◆ Selected excerpt
## START

Question

Two blocks of masses 10 kg and 30 kg are placed on the same straight line with coordinates(0, 0) cm and (x, 0) cm respectively. The block of 10 kg is moved on the same line through a distance of 6 cm towards the other block. The distance through which the block of 30 kg must be moved to keep the position of Centre of mass of the system unchanged is

• A. 4 cm towards the 10 kg block
• B. 2 cm away from the 10 kg block
• C. 2 cm towards the 10 kg block
• D. 4 cm away from the 10 kg block

Answer 1

The Correct Option is C

To solve this problem, we need to ensure that the center of mass of the system remains unchanged when the 10 kg block is moved. We will use the concept of the center of mass and its formula.

The center of mass (x_{cm}) of a system of two blocks is given by:

x_{cm} = \frac{m_1 \cdot x_1 + m_2 \cdot x_2}{m_1 + m_2}

where m_1 and m_2 are the masses of the blocks, and x_1 and x_2 are their respective initial positions.

Initially:

• m_1 = 10 \, \text{kg}, x_1 = 0 \, \text{cm}
• m_2 = 30 \, \text{kg}, x_2 = x \, \text{cm}

The initial center of mass is:

x_{cm} = \frac{10 \cdot 0 + 30 \cdot x}{10 + 30} = \frac{30x}{40} = \frac{3x}{4}

Now, the 10 kg block is moved 6 cm towards the 30 kg block, so its new position is 6 cm. Let the 30 kg block be moved d cm towards the 10 kg block to maintain the same center of mass position.

New positions:

• x_1' = 6 \, \text{cm}
• x_2' = x - d \, \text{cm}

The new center of mass should be equal to the initial center of mass:

\frac{10 \cdot 6 + 30 \cdot (x - d)}{40} = \frac{3x}{4}

Solving for d:

60 + 30x - 30d = 30x \quad \Rightarrow \quad 60 = 30d \quad \Rightarrow \quad d = 2 \, \text{cm}

Thus, to keep the center of mass of the system unchanged, the 30 kg block must be moved 2 cm towards the 10 kg block.

The correct answer is: 2 cm towards the 10 kg block

## END

[Records from a data collection]
## START

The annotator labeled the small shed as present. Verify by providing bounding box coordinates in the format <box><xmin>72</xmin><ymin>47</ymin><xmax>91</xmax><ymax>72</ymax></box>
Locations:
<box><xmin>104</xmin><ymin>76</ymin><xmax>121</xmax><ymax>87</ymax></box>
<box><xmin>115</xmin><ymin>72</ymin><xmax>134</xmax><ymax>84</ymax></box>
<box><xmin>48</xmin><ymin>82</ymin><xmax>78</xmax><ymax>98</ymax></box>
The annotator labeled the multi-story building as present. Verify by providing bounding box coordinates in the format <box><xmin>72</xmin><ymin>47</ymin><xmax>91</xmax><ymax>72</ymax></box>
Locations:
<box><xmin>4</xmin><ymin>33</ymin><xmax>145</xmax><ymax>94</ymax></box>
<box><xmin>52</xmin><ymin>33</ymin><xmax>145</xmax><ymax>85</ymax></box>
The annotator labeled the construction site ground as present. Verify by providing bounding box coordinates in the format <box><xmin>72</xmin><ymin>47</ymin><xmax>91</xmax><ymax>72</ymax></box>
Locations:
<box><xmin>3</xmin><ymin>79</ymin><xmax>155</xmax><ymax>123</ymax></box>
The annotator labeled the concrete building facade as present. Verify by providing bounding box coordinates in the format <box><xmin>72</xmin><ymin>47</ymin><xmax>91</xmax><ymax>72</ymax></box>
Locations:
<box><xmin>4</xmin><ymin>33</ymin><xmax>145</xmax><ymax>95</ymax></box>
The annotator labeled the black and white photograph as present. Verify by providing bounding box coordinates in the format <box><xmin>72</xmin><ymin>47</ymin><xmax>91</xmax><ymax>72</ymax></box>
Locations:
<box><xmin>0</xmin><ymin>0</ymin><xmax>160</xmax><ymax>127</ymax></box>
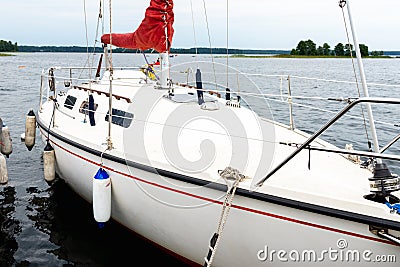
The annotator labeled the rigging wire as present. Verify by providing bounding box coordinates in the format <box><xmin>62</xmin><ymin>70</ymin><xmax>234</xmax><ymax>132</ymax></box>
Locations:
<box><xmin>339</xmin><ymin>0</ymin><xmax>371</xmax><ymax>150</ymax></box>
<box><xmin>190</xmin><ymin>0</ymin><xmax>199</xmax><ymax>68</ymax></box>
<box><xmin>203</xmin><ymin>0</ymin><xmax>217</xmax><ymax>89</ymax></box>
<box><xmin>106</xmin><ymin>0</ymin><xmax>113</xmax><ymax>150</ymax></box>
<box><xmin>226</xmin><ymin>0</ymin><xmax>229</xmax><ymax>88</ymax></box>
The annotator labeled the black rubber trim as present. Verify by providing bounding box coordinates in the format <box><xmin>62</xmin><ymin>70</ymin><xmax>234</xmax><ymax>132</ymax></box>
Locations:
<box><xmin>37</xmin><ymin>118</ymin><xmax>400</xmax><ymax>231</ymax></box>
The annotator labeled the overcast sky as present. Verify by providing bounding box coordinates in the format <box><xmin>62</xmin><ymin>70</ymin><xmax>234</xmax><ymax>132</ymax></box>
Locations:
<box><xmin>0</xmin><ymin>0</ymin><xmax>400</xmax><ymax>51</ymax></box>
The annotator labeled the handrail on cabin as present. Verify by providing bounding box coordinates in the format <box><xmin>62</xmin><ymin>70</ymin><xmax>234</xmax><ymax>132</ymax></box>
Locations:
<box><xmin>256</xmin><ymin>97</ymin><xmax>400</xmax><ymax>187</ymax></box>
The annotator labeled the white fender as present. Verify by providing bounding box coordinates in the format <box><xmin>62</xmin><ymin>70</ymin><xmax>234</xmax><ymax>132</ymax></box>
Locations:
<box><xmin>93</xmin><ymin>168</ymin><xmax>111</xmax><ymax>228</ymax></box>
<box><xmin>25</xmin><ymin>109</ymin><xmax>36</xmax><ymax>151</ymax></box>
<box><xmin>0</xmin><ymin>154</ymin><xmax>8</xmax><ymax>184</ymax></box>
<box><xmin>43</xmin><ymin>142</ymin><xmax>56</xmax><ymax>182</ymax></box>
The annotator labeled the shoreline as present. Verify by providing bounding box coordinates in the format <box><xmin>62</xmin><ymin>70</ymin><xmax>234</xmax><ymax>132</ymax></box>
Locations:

## END

◆ Required work
1. Translate this sentence from the center-of-mass problem into Spanish: "Thus, to keep the center of mass of the system unchanged, the 30 kg block must be moved 2 cm towards the 10 kg block."
2. Summarize the center-of-mass problem and its solution in two sentences.

◆ Outputs in order
1. Por lo tanto, para mantener sin cambios el centro de masa del sistema, el bloque de 30 kg debe moverse 2 cm hacia el bloque de 10 kg.

2. A 10 kg block at (0, 0) cm and a 30 kg block at (x, 0) cm lie on a straight line, and the 10 kg block is moved 6 cm toward the other block. Setting the new center of mass equal to the initial value of 3x/4 gives d = 2 cm, so the 30 kg block must be moved 2 cm toward the 10 kg block (option C).